WHAT YOU HAVE TO DO:
How many lines in the listing below contain the string "barrier"? Reply with the number alone.

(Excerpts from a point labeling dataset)
----------------

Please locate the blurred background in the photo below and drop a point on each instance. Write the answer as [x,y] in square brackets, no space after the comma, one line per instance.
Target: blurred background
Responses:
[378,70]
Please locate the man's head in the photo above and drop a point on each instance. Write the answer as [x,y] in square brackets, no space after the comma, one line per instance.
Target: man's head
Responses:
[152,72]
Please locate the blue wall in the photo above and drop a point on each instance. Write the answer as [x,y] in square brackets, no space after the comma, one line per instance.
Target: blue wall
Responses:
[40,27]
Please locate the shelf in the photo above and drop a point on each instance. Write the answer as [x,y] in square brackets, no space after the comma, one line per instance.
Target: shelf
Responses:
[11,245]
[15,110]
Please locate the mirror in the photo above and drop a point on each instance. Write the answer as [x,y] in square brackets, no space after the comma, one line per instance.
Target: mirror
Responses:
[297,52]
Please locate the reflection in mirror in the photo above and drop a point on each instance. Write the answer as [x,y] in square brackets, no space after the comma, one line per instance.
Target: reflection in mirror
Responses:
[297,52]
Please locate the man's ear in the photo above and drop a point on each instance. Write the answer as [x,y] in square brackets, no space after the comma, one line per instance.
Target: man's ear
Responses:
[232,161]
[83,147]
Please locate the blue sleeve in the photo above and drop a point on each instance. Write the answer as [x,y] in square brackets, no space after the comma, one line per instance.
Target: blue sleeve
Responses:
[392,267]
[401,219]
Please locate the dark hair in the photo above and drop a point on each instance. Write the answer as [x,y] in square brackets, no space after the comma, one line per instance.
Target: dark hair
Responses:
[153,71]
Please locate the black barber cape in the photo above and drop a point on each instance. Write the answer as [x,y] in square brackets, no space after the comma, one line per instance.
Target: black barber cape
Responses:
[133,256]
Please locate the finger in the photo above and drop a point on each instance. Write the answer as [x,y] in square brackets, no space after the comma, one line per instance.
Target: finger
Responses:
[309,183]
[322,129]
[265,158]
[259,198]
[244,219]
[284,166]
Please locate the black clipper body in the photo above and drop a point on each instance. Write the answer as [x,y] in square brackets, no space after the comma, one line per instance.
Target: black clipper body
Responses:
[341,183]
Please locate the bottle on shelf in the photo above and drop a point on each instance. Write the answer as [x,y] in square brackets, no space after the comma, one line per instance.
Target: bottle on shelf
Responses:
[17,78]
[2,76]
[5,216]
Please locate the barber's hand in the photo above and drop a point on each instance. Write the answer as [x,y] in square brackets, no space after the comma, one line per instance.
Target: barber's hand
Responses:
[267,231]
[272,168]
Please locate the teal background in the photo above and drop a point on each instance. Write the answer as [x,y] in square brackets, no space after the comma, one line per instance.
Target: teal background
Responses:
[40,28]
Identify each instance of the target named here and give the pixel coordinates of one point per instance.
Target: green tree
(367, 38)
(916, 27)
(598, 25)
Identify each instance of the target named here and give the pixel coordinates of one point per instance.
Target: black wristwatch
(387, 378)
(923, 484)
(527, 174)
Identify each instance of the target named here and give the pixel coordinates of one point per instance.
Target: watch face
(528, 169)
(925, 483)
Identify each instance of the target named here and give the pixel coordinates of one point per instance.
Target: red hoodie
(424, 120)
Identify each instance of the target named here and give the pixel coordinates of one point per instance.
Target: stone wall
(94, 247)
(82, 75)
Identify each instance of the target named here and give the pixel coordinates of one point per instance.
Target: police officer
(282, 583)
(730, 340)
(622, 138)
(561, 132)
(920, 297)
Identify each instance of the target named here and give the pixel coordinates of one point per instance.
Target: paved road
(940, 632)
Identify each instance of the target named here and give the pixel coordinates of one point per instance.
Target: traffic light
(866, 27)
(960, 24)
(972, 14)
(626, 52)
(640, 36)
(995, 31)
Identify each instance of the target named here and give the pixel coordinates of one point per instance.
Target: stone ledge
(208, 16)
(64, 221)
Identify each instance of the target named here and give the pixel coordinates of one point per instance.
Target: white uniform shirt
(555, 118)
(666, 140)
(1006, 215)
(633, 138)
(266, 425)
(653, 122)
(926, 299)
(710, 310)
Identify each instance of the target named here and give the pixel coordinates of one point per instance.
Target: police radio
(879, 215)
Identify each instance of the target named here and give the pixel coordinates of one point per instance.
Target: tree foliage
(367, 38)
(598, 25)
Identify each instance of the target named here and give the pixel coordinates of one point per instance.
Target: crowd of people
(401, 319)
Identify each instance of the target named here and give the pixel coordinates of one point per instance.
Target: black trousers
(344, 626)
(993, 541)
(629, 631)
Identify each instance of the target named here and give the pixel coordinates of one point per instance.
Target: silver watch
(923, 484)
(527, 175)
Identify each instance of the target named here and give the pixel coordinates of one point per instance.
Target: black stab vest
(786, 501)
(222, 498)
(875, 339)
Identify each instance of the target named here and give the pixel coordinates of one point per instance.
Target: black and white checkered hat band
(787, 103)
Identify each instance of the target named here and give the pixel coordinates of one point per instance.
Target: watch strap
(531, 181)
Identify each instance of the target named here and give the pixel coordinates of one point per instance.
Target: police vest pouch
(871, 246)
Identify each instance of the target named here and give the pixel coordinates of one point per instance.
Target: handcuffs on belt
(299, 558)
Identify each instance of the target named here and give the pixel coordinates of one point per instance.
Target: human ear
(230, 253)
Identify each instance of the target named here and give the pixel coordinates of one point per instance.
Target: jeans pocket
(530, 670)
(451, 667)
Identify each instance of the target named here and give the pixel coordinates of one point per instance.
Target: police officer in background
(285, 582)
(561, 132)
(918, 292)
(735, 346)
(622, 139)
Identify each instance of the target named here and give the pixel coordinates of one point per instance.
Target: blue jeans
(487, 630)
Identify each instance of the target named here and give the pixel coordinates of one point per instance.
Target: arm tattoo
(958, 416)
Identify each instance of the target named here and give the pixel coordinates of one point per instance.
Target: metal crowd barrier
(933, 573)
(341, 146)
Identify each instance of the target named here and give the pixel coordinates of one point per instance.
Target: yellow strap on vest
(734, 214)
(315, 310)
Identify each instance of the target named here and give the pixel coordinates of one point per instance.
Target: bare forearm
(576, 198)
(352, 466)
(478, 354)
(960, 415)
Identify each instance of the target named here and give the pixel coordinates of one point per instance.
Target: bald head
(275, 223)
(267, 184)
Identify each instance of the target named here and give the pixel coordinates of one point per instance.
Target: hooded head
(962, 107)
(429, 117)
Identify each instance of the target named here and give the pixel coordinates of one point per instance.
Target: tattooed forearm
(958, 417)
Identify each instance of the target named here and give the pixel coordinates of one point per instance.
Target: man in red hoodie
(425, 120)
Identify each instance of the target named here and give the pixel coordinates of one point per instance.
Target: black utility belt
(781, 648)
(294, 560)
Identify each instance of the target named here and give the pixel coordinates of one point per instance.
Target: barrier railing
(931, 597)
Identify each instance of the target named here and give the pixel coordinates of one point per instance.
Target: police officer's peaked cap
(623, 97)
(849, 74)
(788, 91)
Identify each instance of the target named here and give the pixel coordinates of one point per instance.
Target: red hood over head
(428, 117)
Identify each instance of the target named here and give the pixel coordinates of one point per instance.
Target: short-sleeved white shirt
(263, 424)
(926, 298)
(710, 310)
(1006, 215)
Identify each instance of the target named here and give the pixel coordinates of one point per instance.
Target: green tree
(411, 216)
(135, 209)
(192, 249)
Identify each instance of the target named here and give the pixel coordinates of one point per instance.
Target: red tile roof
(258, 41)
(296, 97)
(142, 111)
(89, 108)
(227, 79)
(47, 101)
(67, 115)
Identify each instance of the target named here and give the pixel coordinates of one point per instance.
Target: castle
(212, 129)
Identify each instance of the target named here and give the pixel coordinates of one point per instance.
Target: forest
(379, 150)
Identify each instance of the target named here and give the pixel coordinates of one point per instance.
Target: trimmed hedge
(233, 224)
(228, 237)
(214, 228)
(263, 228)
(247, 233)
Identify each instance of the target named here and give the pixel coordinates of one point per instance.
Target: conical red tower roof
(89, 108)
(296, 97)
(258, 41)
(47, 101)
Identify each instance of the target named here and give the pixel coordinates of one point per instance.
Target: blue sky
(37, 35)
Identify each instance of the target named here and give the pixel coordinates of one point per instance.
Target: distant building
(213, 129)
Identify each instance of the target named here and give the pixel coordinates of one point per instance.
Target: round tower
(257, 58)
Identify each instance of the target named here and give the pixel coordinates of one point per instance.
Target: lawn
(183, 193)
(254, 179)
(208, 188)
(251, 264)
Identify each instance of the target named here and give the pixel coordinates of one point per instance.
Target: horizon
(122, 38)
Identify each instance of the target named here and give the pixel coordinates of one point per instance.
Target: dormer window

----------------

TASK RESULT:
2